-------- RECORDS TO USE --------

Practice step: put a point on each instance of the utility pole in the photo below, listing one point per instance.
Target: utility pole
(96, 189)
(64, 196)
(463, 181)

--------
-------- RECORDS TO USE --------

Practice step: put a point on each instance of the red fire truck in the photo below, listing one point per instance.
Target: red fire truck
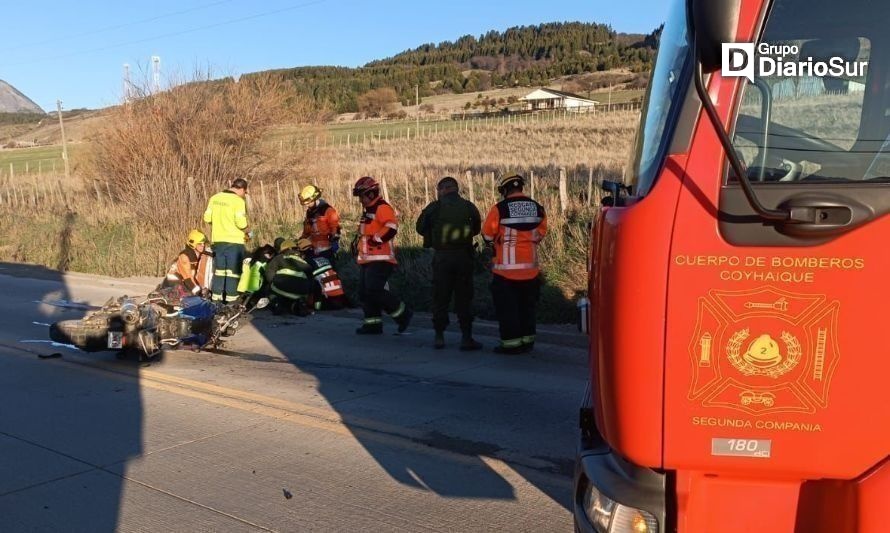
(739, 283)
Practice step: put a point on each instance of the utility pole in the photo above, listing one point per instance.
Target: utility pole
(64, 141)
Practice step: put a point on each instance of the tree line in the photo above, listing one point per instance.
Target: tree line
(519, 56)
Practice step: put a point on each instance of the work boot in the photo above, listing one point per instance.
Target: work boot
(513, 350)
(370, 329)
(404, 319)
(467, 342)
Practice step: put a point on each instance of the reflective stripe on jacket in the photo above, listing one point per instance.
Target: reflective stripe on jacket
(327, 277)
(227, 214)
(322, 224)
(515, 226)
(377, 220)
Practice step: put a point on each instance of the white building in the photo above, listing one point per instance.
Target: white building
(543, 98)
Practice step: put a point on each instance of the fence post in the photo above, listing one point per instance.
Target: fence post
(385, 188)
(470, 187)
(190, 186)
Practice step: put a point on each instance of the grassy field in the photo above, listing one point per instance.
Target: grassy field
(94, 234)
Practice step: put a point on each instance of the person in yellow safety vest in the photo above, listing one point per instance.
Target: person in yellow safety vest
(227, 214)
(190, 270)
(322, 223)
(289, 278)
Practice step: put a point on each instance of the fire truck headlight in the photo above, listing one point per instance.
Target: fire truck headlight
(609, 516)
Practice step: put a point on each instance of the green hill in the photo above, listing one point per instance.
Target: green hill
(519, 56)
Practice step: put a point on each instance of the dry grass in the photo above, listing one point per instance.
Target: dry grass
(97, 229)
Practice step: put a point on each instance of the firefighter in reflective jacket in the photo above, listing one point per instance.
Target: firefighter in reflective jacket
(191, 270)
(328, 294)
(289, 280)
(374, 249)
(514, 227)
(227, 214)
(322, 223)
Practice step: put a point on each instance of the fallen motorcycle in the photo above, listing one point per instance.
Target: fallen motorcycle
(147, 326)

--------
-------- RECORDS TO USE --------

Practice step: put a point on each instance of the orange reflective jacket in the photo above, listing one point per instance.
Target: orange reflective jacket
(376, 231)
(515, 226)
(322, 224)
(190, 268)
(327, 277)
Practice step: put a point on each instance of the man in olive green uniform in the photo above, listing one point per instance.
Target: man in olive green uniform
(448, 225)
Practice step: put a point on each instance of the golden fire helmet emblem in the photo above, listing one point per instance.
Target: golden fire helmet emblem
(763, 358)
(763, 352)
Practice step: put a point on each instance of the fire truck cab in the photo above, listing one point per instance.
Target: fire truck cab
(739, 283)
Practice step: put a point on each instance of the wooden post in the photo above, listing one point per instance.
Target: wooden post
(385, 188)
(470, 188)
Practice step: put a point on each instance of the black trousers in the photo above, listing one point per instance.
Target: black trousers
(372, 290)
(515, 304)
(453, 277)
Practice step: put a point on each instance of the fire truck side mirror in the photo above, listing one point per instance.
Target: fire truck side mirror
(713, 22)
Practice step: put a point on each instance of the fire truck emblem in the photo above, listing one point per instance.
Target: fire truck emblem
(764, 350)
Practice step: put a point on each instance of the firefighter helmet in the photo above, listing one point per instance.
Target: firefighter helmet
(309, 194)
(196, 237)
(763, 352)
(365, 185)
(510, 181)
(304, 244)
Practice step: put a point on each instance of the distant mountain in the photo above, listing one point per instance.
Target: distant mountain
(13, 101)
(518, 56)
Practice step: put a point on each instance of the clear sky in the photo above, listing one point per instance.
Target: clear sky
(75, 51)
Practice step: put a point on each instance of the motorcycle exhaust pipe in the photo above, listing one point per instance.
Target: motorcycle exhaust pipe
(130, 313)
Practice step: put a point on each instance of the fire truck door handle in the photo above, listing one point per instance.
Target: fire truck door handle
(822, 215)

--------

TASK INSTRUCTIONS –
Wherever the word "below" appears in a line of the data, copy that line.

ANSWER FOR THIS EXERCISE –
Practice step: put a point on each instance of the utility pole in the photo below, listing one point per instance.
Practice step: put a point on each instance of the red fire truck in the photo below, listing one point per instance.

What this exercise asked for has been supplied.